:: Work required ::
Each line from the one that has "body: indicate the meadow, a" through the final line of the listing is to be written out exactly, and no other line is.

##############################

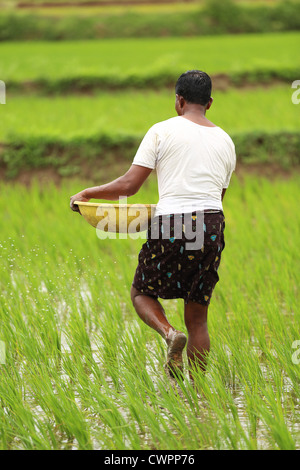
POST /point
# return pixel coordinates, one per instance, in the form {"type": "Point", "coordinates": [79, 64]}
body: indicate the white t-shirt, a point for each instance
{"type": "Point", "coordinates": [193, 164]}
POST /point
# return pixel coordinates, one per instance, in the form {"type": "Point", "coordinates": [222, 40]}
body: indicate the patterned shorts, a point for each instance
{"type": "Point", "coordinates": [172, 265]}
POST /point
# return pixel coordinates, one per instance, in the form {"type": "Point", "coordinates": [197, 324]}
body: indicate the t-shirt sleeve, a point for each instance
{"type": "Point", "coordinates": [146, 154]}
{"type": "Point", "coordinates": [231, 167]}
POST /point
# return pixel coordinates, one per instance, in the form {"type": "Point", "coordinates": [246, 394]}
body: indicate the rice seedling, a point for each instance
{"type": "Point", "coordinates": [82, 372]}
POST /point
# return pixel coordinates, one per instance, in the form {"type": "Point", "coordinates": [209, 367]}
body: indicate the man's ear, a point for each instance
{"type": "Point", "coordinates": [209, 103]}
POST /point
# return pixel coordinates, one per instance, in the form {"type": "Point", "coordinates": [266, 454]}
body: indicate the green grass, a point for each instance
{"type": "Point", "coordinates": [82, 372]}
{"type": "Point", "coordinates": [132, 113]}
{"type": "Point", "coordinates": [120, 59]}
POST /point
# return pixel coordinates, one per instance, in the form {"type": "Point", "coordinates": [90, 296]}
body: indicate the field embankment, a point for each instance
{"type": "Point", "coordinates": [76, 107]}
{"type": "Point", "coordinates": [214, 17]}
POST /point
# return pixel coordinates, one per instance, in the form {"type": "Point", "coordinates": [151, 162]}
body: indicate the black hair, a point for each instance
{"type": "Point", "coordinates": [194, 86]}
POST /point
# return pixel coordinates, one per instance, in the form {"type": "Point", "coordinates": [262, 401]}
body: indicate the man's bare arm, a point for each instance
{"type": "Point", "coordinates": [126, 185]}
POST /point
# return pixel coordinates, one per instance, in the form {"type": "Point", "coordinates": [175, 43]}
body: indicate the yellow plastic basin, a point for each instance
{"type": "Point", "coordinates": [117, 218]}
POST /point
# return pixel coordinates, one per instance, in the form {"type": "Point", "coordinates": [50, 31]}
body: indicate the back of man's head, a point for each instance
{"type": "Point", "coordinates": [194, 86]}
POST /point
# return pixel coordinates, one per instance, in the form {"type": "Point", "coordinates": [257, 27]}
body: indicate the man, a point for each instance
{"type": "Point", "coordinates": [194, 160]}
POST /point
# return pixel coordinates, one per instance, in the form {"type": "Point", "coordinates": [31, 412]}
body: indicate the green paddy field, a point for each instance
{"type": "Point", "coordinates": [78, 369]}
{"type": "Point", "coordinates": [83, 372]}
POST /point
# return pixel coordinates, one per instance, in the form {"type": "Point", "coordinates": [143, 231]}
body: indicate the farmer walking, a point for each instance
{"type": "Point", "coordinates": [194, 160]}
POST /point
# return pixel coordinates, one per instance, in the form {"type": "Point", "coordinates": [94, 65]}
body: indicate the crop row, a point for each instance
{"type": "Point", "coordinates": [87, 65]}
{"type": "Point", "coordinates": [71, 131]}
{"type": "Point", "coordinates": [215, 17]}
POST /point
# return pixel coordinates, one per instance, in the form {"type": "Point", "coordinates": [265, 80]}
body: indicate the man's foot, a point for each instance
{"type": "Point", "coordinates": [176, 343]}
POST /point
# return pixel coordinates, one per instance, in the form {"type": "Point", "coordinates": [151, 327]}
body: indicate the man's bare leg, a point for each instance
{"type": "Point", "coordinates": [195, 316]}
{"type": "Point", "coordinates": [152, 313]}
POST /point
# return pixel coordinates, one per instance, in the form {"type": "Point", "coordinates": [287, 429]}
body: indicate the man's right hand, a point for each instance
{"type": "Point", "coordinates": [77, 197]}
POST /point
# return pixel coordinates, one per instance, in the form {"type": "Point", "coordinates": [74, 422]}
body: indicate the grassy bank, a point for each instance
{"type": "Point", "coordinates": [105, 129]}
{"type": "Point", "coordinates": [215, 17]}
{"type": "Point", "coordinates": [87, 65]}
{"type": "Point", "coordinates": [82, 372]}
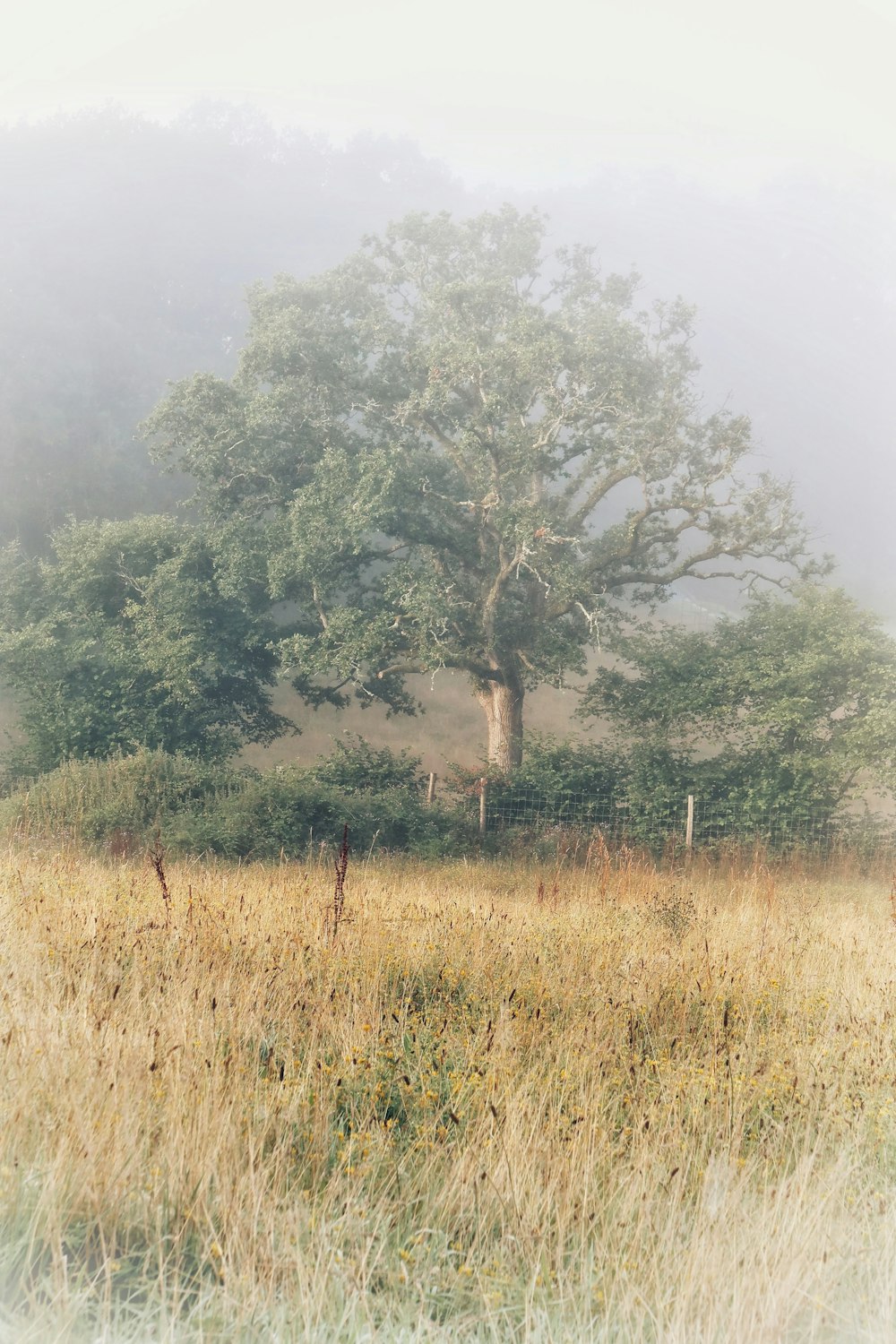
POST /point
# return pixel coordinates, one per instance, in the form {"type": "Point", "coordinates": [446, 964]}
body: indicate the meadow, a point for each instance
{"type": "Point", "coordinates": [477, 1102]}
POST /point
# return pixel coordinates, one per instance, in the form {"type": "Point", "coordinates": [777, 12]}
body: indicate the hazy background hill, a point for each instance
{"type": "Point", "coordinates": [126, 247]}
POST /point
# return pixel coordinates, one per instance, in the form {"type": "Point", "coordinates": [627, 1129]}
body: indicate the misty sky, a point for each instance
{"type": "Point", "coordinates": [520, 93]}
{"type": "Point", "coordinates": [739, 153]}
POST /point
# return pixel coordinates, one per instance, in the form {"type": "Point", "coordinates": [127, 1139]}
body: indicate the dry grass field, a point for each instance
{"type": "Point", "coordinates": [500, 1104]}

##############################

:: Result ::
body: indicate the meadow, a point for each instance
{"type": "Point", "coordinates": [477, 1102]}
POST /point
# return pixel coordinates, one per instance, in the form {"type": "Point", "coordinates": [777, 12]}
body: indicate the hazy background hill, a point for each instance
{"type": "Point", "coordinates": [126, 247]}
POST /point
# return pixel coordinates, one per instance, in the form {"type": "Point", "coordinates": [627, 1129]}
body: indicate the misty sky, a point for each instance
{"type": "Point", "coordinates": [520, 93]}
{"type": "Point", "coordinates": [739, 153]}
POST /point
# return pixel coordinates, one per instance, in the form {"type": "Point", "coordinates": [127, 1139]}
body: indicate the dry grass field, a point for each instance
{"type": "Point", "coordinates": [500, 1104]}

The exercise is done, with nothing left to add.